Exercise aim: Among the records, which lines hold the word "then"? Pick them out.

Collected data entries
_ _ _ _ _ _ _

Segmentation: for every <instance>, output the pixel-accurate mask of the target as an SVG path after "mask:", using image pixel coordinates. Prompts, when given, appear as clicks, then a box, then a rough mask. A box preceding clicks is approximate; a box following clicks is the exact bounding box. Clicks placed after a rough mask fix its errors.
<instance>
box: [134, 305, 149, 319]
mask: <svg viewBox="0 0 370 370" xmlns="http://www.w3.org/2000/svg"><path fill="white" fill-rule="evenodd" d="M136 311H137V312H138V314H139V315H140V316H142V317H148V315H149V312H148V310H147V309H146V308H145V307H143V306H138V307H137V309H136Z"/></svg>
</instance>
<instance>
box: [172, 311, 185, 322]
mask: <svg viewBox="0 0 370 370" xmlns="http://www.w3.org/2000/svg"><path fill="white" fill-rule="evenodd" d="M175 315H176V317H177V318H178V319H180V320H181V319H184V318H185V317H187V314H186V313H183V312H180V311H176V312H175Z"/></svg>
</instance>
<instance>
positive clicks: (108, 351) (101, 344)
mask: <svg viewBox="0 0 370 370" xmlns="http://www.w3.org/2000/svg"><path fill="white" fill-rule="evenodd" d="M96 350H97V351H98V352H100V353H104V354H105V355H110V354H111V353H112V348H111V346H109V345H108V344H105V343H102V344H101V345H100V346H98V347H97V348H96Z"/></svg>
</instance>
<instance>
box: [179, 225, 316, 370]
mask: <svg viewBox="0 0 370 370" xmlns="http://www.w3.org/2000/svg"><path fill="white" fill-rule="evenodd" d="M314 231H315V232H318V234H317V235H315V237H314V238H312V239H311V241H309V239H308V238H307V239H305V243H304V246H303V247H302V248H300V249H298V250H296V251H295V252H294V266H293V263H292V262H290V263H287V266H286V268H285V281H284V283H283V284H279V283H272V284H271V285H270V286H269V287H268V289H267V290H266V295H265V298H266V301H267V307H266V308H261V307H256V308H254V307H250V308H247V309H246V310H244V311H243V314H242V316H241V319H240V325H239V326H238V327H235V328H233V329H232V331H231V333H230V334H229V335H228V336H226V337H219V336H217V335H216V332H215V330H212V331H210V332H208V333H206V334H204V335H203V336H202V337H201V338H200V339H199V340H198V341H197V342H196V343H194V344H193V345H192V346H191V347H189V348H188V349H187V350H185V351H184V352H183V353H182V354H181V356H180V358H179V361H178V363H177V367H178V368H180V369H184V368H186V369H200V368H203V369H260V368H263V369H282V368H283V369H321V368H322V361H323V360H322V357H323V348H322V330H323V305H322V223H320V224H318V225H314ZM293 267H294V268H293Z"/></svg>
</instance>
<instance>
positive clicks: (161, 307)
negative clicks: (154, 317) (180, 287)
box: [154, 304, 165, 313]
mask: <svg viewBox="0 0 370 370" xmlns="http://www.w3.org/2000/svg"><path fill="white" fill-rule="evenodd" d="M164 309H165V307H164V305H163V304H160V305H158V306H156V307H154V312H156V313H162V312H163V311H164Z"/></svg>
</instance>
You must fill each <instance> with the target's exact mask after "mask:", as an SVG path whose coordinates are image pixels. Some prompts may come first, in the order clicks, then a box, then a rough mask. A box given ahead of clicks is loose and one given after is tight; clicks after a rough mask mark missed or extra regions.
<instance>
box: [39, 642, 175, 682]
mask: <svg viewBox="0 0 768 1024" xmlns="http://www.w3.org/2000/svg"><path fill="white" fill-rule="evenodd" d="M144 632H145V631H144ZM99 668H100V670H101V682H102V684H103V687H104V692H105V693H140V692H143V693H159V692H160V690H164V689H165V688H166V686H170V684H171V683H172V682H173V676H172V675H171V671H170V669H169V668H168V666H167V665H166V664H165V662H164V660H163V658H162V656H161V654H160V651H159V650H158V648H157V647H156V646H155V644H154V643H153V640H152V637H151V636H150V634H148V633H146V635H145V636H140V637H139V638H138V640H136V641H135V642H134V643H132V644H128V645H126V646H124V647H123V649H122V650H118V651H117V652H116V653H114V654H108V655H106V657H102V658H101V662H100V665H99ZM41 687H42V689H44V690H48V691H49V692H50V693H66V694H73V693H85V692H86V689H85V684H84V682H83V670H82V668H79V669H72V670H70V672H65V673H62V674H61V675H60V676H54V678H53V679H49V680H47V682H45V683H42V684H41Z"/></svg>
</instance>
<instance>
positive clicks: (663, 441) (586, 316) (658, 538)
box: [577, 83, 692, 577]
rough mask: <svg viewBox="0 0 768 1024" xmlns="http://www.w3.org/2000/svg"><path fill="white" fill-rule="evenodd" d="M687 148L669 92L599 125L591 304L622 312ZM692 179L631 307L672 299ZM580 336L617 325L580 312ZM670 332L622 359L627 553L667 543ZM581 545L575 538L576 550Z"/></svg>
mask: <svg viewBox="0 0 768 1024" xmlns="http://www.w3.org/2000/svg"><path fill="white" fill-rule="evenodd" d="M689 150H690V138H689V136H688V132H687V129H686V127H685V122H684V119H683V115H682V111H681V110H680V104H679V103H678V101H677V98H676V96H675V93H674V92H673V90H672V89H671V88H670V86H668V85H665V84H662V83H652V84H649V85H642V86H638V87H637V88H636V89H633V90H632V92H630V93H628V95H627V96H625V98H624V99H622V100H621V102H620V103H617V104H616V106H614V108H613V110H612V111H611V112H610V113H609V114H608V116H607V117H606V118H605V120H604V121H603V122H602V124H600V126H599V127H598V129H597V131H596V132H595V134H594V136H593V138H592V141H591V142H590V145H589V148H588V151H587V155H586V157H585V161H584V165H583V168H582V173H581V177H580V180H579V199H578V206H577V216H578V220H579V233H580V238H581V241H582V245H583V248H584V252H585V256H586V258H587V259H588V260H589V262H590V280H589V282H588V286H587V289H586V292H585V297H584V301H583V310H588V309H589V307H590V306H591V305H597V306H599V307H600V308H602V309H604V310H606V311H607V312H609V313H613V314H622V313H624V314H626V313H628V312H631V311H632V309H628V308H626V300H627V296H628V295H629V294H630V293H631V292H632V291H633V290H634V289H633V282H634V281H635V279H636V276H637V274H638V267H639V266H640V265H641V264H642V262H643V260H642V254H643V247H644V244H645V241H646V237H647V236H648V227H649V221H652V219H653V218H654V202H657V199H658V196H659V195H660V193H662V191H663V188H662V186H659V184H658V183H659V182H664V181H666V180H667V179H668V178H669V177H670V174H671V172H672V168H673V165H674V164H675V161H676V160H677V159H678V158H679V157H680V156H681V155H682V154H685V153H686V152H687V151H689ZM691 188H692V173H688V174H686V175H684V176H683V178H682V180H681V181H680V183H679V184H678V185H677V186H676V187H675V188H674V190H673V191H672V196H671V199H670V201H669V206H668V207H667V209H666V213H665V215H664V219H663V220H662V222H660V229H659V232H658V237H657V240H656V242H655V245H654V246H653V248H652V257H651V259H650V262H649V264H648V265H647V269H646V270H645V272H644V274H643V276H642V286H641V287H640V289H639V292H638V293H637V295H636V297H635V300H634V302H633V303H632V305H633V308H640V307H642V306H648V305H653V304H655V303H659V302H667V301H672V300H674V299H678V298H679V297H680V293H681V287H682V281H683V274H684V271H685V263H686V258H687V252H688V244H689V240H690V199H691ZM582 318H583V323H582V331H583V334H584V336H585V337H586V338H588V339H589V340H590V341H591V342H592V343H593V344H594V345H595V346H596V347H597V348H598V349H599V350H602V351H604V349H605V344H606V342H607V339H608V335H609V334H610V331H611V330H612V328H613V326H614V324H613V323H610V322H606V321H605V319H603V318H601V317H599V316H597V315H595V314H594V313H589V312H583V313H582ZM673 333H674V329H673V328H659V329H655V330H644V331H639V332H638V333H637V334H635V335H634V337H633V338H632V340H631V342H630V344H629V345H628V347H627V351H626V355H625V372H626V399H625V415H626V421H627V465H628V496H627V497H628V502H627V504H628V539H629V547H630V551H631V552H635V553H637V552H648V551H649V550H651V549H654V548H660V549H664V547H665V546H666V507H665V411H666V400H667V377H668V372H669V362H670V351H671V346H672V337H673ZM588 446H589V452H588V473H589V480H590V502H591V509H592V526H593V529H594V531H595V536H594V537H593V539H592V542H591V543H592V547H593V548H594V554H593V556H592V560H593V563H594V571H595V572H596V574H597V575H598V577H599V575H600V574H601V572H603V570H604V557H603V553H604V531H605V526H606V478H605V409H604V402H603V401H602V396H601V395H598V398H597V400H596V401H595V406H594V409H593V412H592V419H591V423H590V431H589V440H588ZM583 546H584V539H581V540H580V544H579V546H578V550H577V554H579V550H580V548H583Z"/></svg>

_ _ _ _ _ _ _

Finished task:
Segmentation: for every <instance>, output the pixel-accurate mask of the target as an SVG path after "mask:", using image pixel coordinates. Prompts, when given, appear as clicks, then a box, then a rough mask. A box preceding clicks is approximate; a box following clicks is the exact bounding box. Clicks placed after a rough mask fix its errors.
You must fill each <instance> with the target's exact mask after "mask:", as an SVG path whose coordinates are image pixels. Some prompts may come first, in the order clicks, then a box, then a rough mask. A box given ahead of clicks is loose and one given after is tight; clicks after a rough mask mark missed or extra regions.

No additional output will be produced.